Text extract start

You make a valid point about the oil scavenge pump performance being negatively affected by sub-atmospheric inlet pressures. This leads to cavitation in the pump flows. Of course, with the high oil scavenge volume ratios and low crankcase pressures used in high rpm racing engines (regardless of whether the scavenge ratio is 4:1 or 8:1), the scavenge pumps will always naturally operate with some degree of cavitation.
To improve the liquid oil scavenge efficiency of the pumps, these racing engines (F1, Indycar, etc.) normally employ a separate pump element for each crank throw. The pump inlet location and sump walls are shaped to take advantage of prevailing crank windage to direct the oil into the pump inlet. So the low pump inlet pressure is not so much of an issue in this regard.

Text extract end
Supplied records start

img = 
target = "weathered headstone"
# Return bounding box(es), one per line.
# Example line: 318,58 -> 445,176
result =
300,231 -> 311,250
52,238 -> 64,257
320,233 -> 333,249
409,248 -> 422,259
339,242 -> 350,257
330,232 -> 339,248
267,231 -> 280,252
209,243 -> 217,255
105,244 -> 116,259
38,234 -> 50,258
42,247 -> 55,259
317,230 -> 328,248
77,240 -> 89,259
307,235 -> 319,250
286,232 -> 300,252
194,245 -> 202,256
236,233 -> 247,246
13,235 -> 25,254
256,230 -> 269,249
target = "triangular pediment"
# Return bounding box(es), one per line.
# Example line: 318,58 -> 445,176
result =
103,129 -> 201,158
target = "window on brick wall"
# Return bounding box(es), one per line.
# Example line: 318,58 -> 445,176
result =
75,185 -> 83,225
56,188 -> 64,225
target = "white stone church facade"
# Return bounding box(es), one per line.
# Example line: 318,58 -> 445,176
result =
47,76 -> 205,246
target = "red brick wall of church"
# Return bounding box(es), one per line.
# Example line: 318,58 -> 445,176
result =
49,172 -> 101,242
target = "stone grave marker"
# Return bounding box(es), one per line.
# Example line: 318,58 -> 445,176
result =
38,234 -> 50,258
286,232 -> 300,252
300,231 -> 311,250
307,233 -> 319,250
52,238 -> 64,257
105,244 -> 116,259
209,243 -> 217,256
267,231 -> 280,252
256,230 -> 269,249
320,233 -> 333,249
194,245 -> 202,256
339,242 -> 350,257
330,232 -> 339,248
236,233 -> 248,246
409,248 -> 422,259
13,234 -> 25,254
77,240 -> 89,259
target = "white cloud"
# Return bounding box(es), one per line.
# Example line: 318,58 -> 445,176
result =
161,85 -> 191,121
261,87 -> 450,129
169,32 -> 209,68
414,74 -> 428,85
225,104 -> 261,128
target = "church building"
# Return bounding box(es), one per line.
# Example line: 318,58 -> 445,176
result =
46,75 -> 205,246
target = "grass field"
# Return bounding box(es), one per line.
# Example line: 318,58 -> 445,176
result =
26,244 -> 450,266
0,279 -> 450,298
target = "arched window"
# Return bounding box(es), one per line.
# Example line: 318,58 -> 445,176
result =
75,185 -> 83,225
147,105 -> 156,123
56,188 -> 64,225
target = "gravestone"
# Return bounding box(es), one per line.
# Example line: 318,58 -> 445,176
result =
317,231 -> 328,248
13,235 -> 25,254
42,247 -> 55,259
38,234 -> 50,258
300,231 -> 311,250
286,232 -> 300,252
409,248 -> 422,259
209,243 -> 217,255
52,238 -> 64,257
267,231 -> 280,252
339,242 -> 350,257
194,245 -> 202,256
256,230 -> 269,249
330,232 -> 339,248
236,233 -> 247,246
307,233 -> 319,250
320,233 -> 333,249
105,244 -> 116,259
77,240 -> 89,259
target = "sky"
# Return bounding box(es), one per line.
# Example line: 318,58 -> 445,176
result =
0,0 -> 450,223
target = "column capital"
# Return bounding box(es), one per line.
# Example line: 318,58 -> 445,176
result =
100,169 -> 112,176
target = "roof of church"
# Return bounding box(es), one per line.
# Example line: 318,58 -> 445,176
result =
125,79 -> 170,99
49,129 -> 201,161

Supplied records end

__Required actions__:
1: List every engine or pump part named in the passage about oil scavenge pumps.
2: According to the passage about oil scavenge pumps, what do racing engines such as F1 and Indycar normally use for each crank throw?
3: Rewrite the section of the oil scavenge pump passage starting at "You make a valid" and ending at "in this regard.", swapping "racing engines" for "race engines".

__Solutions to the problems__:
1: oil scavenge pump, pump inlet, crankcase, pump element, crank throw, sump walls

2: A separate pump element.

3:
You make a valid point about the oil scavenge pump performance being negatively affected by sub-atmospheric inlet pressures. This leads to cavitation in the pump flows. Of course, with the high oil scavenge volume ratios and low crankcase pressures used in high rpm race engines (regardless of whether the scavenge ratio is 4:1 or 8:1), the scavenge pumps will always naturally operate with some degree of cavitation.
To improve the liquid oil scavenge efficiency of the pumps, these race engines (F1, Indycar, etc.) normally employ a separate pump element for each crank throw. The pump inlet location and sump walls are shaped to take advantage of prevailing crank windage to direct the oil into the pump inlet. So the low pump inlet pressure is not so much of an issue in this regard.